Oral Piercings and Your Health
- Posted on: Apr 15 2021
Oral piercings are “the thing” nowadays. They are very popular, but if you are thinking about getting an oral piercing – one on your lip, tongue, or in another part of your mouth – there are some important things you should know about taking care of your oral health after you get your piercing, as well as the cosmetic effects a piercing can have on your teeth and gums.
What are the problems that can come with oral piercings?
Besides damage to your teeth, such as chips and cracks (which can lead to a tooth infection and other problems), there are other risks of having an oral piercing:
- It can rub against your gums, causing recession and damage.
- It can damage crowns or other restorative dental work.
- It can make it difficult to chew, swallow, and even talk, as oral jewelry can lead to excessive saliva.
Oral piercings can also cause serious health problems, such as:
- Infection, caused by bacteria in your mouth getting into the piercing. The risk of infection increases if you smoke.

|---|

**ACTIVITIES**
A: Echo the passage of the oral piercings article from "What are the" to "recession and damage." word for word.
B: Proceed with the article on oral piercings and health, picking up right after its last sentence.
You can ignore the listing entirely.

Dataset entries
|---|

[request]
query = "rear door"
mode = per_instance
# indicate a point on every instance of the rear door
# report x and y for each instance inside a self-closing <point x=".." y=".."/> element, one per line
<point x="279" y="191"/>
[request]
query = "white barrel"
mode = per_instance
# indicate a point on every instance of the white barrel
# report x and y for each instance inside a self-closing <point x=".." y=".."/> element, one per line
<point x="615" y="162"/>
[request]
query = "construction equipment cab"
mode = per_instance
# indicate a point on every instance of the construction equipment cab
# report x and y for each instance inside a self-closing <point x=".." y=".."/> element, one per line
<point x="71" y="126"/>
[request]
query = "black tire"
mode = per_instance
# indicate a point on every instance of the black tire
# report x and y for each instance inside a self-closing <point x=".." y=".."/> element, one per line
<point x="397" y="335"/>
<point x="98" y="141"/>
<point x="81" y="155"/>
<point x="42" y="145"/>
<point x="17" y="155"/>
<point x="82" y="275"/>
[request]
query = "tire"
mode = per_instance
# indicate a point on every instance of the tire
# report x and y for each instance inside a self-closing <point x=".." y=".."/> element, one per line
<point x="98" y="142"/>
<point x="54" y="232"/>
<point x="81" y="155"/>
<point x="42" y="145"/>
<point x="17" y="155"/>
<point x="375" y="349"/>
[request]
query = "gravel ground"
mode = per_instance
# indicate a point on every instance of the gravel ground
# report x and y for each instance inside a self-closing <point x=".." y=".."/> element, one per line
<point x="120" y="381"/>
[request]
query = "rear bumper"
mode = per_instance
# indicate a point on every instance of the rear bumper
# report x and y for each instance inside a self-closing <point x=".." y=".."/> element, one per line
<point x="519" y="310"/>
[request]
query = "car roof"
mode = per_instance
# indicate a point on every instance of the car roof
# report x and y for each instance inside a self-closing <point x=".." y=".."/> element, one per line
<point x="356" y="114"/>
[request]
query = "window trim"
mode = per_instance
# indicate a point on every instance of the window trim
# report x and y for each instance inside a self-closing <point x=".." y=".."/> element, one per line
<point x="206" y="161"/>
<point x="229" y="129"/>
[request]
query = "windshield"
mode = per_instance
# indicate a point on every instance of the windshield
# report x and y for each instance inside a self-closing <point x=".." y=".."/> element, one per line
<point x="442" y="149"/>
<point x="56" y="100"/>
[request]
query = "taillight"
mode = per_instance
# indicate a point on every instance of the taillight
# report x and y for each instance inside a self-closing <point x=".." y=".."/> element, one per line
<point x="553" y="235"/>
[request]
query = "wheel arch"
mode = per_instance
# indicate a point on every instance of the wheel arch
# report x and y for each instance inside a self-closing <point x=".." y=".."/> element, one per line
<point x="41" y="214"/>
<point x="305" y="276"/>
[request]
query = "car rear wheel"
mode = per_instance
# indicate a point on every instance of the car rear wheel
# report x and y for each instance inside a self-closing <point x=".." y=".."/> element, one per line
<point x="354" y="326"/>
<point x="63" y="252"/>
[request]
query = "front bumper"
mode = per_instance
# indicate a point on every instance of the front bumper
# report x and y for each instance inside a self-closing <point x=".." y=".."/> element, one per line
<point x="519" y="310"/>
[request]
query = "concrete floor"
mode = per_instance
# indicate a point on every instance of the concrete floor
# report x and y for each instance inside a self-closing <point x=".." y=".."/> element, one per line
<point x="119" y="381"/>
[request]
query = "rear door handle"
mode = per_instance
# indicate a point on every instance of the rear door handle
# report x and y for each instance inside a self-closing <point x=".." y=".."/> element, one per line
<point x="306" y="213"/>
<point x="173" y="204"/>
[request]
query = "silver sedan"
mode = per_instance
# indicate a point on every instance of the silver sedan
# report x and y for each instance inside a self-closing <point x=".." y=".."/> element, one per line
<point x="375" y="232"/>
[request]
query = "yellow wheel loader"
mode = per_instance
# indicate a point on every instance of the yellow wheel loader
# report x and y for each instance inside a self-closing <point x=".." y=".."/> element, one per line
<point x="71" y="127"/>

|---|

**SOLVED PROBLEMS**
A:
What are the problems that can come with oral piercings?
Besides damage to your teeth, such as chips and cracks (which can lead to a tooth infection and other problems), there are other risks of having an oral piercing:
- It can rub against your gums, causing recession and damage.

B:
- Inflammation of the heart (endocarditis), which is caused by bacteria going from your mouth to the piercing spot into your blood and then into your heart.
- Hepatitis B and C, which can result when a dirty needle is used for the piercing.
How to care for an oral piercing
The most important thing to do when you have an oral piercing is to keep it (and your mouth) clean! Brush and floss your teeth often, and it is more important now than ever that you see your dentist so he or she can check for any issues your piercing may be causing.
You should also avoid tobacco products and avoid playing with your oral piercing. Take your piercing out if you’ll be playing sports or participating in any strenuous activity where the piercing might get caught on something or smash into your teeth. And, avoid putting objects such as pen tips and pencils, which can carry bacteria, into your mouth.